* [Task input]
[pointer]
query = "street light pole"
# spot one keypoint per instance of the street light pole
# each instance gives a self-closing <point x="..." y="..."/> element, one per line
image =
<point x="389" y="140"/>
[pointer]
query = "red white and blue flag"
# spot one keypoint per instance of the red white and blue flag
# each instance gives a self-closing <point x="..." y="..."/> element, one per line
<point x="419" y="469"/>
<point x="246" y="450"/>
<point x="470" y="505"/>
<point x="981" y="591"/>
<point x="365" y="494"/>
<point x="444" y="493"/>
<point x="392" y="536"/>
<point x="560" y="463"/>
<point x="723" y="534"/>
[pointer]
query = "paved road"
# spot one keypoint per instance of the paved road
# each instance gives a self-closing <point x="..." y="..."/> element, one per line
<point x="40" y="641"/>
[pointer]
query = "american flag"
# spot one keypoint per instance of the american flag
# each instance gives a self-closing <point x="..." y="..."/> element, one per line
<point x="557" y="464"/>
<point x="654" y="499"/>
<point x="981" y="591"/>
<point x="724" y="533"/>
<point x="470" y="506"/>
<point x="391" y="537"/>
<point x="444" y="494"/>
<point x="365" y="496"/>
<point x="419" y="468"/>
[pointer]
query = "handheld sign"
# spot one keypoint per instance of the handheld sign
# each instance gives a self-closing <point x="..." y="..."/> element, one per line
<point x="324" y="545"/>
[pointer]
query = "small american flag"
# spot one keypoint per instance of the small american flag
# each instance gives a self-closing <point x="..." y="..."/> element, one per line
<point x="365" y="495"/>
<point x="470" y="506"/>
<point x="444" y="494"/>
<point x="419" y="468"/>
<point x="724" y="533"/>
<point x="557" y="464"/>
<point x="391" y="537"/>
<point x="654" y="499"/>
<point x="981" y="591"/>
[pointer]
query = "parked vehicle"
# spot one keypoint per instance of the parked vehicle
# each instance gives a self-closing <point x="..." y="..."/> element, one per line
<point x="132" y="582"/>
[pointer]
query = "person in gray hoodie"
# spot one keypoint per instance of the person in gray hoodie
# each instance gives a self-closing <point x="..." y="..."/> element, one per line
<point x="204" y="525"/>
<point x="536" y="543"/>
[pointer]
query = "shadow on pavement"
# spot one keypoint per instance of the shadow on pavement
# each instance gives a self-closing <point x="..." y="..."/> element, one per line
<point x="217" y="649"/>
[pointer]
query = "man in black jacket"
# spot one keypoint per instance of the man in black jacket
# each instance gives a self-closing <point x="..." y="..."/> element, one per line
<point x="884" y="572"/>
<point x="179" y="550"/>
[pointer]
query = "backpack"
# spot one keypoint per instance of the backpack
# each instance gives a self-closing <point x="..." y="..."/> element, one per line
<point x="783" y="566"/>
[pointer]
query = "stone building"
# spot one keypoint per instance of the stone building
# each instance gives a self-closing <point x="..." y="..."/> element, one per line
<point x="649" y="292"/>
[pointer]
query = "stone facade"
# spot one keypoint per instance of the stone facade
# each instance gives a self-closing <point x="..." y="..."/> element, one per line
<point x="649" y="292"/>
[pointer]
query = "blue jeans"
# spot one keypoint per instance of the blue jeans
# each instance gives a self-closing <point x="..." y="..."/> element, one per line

* [Stated exercise] Extract each line from the listing above, please, and repeat it exactly.

* [Task response]
[pointer]
query = "street light pole"
# spot one keypoint per instance of the street light pole
# each instance gives a self-closing <point x="..." y="..."/> element, one per line
image =
<point x="389" y="140"/>
[pointer]
query = "red white and blue flag"
# spot one keypoint per instance of the red white and blue flag
# each instance gives a self-closing <point x="..." y="..."/> element, one per line
<point x="419" y="469"/>
<point x="246" y="450"/>
<point x="470" y="505"/>
<point x="981" y="591"/>
<point x="365" y="494"/>
<point x="444" y="493"/>
<point x="392" y="536"/>
<point x="560" y="463"/>
<point x="723" y="534"/>
[pointer]
query = "paved road"
# spot one keypoint per instance of the paved road
# each instance gives a self-closing <point x="..." y="..."/> element, one per line
<point x="40" y="641"/>
[pointer]
query = "american flag"
# spot one keypoint per instance of the american flag
# each instance gives a self-closing <point x="..." y="..."/> element, one per line
<point x="557" y="464"/>
<point x="654" y="499"/>
<point x="981" y="591"/>
<point x="724" y="533"/>
<point x="470" y="506"/>
<point x="391" y="537"/>
<point x="444" y="494"/>
<point x="365" y="496"/>
<point x="419" y="468"/>
[pointer]
query = "handheld sign"
# spot one keypoint per instance of the handheld sign
# each instance gives a self-closing <point x="..." y="..."/> element, one per line
<point x="324" y="545"/>
[pointer]
query = "small american flag"
# spot one keypoint per instance of the small american flag
# each instance gives a self-closing <point x="..." y="..."/> element, one per line
<point x="365" y="495"/>
<point x="470" y="506"/>
<point x="444" y="494"/>
<point x="419" y="468"/>
<point x="724" y="533"/>
<point x="557" y="464"/>
<point x="391" y="537"/>
<point x="654" y="499"/>
<point x="981" y="591"/>
[pointer]
query = "parked vehicle"
# spot one keypoint per instance of the parked vehicle
# each instance gives a self-closing <point x="..." y="..."/> element, one per line
<point x="132" y="582"/>
[pointer]
query = "person in gray hoodie"
# spot one keypoint per instance of the person in gray hoodie
# each instance gives a self-closing <point x="..." y="..."/> element, one per line
<point x="204" y="525"/>
<point x="536" y="543"/>
[pointer]
query = "shadow on pavement"
# spot one keypoint per instance of the shadow on pavement
# each instance gives a self-closing <point x="..." y="..."/> element, one per line
<point x="217" y="649"/>
[pointer]
query = "man in black jacket"
# spot one keypoint per instance of the man in black jacket
# each instance gives a self-closing <point x="..." y="..."/> element, one per line
<point x="884" y="572"/>
<point x="179" y="550"/>
[pointer]
query = "backpack"
# spot one keypoint per instance of the backpack
# each instance gives a self-closing <point x="..." y="..."/> element, one per line
<point x="783" y="566"/>
[pointer]
query = "stone building"
# spot one keypoint per instance of the stone building
# each instance gives a self-closing <point x="..." y="..."/> element, one per line
<point x="649" y="292"/>
[pointer]
query = "stone facade"
# spot one keypoint per instance of the stone facade
# each instance gives a self-closing <point x="..." y="..."/> element, one per line
<point x="649" y="292"/>
[pointer]
query = "blue jeans"
# spot one keypoint per instance of the blue jeans
# each instance gives a self-closing <point x="..." y="..."/> element, one per line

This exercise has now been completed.